- **Page excerpt**:
- Battle of Tabankort: Part of Mali War
| Date | 18 November 2019 |
| Location | Tabankort, Menaka Cercle, Mali |
| Result | ISGS victory |

Belligerents
- Mali: Islamic State in the Greater Sahara

Strength
- ~150: Unknown Several vehicles and motorcycles;

Casualties and losses
- 43 killed (per Mali and Niger) 30 killed (per ISGS) 30 injured (per ISGS): 17 killed (per Mali) 100 apprehended (per Mali)

= Battle of Tabankort (2019) =

2019 terror attack

On November 18, 2019, Malian troops were ambushed by the Islamic State in the Greater Sahara during a patrol of Tabankort, in Ménaka Cercle, Mali.

== Attack ==
While attempting to meet up with a contingent of Nigerien troops as part of Operation Tongo-Tongo, a reprisal operation for an ambush that left several American and Nigerian soldiers dead, a group of jihadists ambushed and overpowered a group of Malian soldiers. The jihadists rode on seven vehicles, several motorcycles, and two tuk-tuks stolen from a local medical center, and posed as vaccination staff members to conduct the attack.

- **Apply what you read**:
- a) From the Battle of Tabankort text, extract the stretch from "Casualties and losses" through "conduct the attack." word for word.
- b) Continue the account of the Battle of Tabankort from its last sentence.
The records have no connection to the text about the Battle of Tabankort.

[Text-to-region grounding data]

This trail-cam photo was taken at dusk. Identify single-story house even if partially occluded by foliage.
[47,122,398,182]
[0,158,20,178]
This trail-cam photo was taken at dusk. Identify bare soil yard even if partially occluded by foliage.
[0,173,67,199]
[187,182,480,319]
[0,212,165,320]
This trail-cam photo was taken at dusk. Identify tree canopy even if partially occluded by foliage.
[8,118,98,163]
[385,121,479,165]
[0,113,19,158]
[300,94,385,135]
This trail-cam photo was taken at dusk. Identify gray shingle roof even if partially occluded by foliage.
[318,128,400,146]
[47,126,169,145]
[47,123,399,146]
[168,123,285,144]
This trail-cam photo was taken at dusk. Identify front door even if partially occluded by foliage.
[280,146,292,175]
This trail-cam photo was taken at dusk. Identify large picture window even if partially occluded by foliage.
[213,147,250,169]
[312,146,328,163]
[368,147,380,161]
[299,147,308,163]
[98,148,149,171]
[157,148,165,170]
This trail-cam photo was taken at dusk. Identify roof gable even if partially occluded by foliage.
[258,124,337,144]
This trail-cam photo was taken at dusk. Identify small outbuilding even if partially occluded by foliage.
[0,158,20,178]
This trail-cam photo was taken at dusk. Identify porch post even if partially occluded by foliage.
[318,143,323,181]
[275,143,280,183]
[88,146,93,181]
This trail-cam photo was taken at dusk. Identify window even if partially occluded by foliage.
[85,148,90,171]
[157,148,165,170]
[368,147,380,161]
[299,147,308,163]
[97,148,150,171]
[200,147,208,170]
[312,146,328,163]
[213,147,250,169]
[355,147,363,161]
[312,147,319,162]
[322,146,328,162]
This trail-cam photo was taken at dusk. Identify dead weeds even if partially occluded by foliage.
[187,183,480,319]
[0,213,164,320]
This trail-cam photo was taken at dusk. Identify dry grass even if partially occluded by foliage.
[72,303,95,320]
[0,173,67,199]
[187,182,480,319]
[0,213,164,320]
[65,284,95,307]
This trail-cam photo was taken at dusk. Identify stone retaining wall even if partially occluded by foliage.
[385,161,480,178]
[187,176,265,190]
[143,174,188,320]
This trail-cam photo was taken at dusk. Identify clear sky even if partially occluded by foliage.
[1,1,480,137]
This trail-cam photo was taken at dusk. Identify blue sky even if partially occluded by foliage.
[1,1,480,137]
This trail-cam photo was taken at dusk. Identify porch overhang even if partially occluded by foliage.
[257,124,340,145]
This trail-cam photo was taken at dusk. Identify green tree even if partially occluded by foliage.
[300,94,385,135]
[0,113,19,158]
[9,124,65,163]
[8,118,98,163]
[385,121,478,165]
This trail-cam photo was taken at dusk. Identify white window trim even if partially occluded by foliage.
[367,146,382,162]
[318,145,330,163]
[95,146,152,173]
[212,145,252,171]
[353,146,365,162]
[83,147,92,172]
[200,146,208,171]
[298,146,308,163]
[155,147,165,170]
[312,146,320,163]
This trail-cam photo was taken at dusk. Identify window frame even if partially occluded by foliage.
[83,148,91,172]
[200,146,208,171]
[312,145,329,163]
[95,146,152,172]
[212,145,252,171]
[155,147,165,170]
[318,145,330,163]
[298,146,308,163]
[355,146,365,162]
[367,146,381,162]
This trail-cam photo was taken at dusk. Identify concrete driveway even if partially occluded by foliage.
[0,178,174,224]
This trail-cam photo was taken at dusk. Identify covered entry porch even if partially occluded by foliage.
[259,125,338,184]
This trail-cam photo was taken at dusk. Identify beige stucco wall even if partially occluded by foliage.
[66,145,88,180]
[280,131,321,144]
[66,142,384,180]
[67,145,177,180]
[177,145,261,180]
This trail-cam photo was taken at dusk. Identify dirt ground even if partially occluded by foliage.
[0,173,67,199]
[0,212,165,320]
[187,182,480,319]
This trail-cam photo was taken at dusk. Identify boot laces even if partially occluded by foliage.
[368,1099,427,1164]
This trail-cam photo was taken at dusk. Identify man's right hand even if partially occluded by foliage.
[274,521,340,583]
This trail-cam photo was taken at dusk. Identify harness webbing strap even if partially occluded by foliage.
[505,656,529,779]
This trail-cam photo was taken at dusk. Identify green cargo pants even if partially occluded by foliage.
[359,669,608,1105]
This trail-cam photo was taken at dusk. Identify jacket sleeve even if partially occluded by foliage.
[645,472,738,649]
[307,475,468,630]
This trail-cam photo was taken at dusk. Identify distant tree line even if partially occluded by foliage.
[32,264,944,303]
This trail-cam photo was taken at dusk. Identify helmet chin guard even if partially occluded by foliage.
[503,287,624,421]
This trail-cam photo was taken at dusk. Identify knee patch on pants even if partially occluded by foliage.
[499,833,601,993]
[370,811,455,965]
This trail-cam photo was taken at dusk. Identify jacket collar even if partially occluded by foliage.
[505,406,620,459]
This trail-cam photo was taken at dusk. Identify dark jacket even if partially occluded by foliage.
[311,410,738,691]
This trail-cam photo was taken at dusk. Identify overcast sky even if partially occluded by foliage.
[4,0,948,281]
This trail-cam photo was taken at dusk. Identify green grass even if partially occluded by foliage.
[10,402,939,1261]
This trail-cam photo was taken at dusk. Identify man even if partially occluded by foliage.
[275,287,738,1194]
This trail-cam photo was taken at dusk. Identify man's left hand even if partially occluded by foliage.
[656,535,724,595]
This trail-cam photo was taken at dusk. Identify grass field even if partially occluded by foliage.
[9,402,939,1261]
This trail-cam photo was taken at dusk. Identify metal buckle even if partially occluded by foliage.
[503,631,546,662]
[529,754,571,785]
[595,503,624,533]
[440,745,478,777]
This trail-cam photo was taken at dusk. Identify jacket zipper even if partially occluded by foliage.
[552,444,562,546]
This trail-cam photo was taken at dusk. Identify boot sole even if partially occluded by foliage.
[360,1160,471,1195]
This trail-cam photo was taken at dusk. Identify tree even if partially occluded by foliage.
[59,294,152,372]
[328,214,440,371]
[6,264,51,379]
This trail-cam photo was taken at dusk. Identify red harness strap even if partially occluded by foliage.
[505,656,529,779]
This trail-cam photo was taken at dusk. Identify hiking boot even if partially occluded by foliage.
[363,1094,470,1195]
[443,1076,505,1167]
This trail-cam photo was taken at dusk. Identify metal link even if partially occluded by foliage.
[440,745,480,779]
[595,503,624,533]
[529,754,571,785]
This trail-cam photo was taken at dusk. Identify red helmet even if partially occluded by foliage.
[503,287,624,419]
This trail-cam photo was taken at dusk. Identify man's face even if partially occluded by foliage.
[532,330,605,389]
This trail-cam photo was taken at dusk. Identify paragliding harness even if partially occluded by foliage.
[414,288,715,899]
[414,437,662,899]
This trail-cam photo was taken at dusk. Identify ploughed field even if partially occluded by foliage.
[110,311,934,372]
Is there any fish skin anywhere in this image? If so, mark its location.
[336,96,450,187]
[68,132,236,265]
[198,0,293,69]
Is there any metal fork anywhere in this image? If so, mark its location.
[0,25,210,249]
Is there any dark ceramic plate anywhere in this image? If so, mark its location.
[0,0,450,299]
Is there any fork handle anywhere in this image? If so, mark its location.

- **Results in order**:
- a)
Casualties and losses
- 43 killed (per Mali and Niger) 30 killed (per ISGS) 30 injured (per ISGS): 17 killed (per Mali) 100 apprehended (per Mali)

= Battle of Tabankort (2019) =

2019 terror attack

On November 18, 2019, Malian troops were ambushed by the Islamic State in the Greater Sahara during a patrol of Tabankort, in Ménaka Cercle, Mali.

== Attack ==
While attempting to meet up with a contingent of Nigerien troops as part of Operation Tongo-Tongo, a reprisal operation for an ambush that left several American and Nigerian soldiers dead, a group of jihadists ambushed and overpowered a group of Malian soldiers. The jihadists rode on seven vehicles, several motorcycles, and two tuk-tuks stolen from a local medical center, and posed as vaccination staff members to conduct the attack.

- b)
Once the jihadists' disguises were exposed, a battle ensued between ISGS and the Malian troops. Around one hundred fifty Malian soldiers fought, with thirteen vehicles. They were forced to pull back, and the group of 850 Nigerien soldiers began a combing operation in the Tabankort valley, bringing back the bodies of slain Malian soldiers.

== Aftermath ==
ISGS claimed responsibility for the attack on November 20. They also claimed that 30 Malian soldiers were killed, and thirty more were injured.

The Malian army claimed on November 18 that the death toll was 24 soldiers killed and 29 injured, while seventeen jihadists were killed and over a hundred apprehended. An AFP source then claimed the next day that the Malian death toll was over thirty killed. The bodies of the 30 soldiers killed were interred during a military ceremony in Gao on November 20. However, the bodies of thirteen other soldiers were discovered on November 21, bringing the death toll to 43 killed.